-------- Given records --------
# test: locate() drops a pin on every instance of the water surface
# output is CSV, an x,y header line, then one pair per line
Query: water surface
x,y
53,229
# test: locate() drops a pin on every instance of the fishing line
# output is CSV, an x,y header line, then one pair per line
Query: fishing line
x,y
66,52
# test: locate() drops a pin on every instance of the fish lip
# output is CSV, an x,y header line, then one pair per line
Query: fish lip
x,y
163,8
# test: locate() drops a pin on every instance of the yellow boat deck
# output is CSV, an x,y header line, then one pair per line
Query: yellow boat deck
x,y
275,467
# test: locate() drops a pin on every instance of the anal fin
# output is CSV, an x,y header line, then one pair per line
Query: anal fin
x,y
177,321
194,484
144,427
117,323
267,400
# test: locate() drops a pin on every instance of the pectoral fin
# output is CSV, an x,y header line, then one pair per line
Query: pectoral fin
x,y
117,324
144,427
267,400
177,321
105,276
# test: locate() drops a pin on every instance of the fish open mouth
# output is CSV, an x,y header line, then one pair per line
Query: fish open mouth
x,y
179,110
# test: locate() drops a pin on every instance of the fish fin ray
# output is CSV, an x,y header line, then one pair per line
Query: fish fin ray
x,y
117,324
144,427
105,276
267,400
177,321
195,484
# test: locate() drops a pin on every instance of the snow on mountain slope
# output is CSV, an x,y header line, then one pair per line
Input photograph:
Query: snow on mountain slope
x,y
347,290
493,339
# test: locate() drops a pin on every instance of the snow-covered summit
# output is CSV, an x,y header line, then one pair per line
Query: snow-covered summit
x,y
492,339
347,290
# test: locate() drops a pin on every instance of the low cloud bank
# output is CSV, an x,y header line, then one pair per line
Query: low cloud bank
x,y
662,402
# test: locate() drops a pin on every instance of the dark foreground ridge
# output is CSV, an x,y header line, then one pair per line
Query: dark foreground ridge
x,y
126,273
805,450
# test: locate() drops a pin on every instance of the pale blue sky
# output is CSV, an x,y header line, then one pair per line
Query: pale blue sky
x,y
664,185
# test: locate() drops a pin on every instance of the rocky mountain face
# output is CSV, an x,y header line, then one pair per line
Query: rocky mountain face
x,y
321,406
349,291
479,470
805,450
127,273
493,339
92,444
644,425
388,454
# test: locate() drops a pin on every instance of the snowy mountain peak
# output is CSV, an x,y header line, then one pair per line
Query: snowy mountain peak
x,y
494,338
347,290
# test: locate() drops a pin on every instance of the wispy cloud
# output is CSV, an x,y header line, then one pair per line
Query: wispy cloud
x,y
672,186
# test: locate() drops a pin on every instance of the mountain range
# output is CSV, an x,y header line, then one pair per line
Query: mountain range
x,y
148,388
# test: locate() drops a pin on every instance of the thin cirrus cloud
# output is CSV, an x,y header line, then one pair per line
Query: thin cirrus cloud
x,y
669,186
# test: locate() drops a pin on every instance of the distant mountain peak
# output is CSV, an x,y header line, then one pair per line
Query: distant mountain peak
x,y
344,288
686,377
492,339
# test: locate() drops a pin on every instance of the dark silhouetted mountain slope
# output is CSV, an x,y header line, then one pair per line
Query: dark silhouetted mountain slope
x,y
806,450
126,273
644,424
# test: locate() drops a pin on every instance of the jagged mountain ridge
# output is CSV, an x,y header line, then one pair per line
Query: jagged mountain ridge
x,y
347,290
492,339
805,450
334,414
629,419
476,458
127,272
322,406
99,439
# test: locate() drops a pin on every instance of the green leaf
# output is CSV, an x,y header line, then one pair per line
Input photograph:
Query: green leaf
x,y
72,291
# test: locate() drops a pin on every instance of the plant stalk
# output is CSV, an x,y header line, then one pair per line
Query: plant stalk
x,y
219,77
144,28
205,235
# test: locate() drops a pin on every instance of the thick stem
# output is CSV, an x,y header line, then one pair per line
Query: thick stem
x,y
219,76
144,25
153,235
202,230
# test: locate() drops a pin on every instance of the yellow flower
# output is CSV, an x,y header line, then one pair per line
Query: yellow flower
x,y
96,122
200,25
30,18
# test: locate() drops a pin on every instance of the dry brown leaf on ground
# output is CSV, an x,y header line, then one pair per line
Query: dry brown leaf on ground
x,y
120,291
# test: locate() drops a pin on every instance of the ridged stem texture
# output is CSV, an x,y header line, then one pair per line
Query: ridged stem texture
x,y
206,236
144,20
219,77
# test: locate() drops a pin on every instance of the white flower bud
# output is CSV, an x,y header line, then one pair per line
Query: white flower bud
--------
* Exercise task *
Locate the line that contains "the thick stem", then please quote it and every line after it to the end of the entries above, exactly and with nothing else.

* Problem solution *
# test: locate() drops a pin on every instance of the thick stem
# output is CSV, an x,y header line, then one pair per line
Query: thick stem
x,y
219,76
144,25
153,235
202,230
# test: locate() drops a pin on every instance of the yellow flower
# output is CSV, an x,y header line, then one pair per line
Query: yellow flower
x,y
96,122
200,25
30,18
# test: locate() drops a pin on every instance of the dry brown leaf on ground
# output is CSV, an x,y header line, then one pair per line
Query: dry brown leaf on ground
x,y
120,291
# test: locate() drops a pin on every instance of the ridged stem texture
# output is CSV, an x,y header line, then one pair per line
Query: ridged stem texture
x,y
206,236
144,20
219,77
# test: locate() drops a pin on every instance of the white flower bud
# output is CSV, an x,y header line, then one pair per line
Query: white flower bud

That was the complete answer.